EXERCISE PROMPT: Display each line of the entries below that contains the string "pendant", copying every such line unchanged.
:::
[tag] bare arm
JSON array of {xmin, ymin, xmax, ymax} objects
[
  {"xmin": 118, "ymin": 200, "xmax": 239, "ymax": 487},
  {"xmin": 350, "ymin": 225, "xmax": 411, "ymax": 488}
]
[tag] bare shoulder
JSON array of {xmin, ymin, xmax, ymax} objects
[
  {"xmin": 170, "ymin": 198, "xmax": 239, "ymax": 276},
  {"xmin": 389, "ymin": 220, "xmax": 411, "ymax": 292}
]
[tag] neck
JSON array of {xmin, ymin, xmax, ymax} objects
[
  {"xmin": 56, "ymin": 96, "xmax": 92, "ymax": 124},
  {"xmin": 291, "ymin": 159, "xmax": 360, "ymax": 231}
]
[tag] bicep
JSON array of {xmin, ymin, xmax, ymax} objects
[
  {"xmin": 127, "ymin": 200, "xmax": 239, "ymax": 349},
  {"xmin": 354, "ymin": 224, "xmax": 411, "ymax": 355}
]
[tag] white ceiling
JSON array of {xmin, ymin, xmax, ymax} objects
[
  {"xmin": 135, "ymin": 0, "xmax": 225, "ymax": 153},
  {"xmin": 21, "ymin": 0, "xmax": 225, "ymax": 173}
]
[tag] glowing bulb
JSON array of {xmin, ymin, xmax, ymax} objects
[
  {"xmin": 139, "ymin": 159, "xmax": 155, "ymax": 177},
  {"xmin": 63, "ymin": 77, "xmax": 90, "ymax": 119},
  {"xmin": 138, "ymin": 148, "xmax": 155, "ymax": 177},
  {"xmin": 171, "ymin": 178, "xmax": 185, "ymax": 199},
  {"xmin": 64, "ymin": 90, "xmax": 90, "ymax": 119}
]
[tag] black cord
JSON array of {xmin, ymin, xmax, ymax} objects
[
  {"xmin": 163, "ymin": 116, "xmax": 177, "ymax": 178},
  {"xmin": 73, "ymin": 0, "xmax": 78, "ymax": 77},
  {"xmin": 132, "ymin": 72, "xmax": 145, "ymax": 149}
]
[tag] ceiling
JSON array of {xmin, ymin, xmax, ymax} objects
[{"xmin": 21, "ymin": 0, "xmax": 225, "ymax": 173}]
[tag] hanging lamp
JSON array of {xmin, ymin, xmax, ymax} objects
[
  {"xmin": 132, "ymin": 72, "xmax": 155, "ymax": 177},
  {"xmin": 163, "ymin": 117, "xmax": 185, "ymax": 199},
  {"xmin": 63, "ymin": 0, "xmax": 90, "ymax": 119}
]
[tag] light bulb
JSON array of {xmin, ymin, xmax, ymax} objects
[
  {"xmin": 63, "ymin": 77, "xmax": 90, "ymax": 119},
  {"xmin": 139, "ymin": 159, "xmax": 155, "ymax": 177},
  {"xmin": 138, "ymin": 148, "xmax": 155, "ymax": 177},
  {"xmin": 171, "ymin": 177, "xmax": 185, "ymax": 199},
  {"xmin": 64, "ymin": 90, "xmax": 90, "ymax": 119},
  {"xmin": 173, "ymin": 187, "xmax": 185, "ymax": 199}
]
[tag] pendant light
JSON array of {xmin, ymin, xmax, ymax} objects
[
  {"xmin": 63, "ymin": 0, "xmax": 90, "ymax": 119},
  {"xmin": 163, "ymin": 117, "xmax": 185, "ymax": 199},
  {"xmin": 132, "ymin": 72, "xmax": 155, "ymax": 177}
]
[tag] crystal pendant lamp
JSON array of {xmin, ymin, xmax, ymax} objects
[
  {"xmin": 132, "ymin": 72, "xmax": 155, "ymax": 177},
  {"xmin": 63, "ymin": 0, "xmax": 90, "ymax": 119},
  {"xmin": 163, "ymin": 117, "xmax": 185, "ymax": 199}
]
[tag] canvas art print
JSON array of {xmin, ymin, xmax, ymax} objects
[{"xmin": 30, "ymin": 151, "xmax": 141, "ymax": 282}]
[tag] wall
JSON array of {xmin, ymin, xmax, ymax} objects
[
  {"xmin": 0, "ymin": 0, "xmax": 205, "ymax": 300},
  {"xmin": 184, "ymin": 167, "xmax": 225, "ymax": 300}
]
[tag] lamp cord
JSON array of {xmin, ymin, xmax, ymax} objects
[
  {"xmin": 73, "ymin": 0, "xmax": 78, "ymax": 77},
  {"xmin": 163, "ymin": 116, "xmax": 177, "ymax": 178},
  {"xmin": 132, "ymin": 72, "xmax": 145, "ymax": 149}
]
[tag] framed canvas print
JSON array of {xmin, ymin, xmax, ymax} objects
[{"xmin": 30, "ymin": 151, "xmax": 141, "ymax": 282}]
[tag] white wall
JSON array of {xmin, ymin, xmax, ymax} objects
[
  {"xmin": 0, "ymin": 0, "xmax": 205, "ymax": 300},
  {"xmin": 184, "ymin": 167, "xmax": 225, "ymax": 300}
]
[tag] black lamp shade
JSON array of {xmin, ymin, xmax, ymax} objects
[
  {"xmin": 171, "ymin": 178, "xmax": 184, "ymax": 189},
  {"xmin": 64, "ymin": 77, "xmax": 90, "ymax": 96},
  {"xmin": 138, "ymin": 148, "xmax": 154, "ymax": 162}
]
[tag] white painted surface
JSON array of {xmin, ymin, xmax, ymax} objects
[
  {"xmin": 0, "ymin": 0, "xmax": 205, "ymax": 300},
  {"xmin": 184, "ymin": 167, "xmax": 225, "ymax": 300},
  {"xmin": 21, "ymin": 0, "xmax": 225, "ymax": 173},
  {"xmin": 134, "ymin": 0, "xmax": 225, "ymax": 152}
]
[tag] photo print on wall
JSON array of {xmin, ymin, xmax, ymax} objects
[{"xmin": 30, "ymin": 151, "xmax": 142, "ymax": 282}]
:::
ANSWER TO THIS TASK:
[tag] pendant light
[tag] crystal pendant lamp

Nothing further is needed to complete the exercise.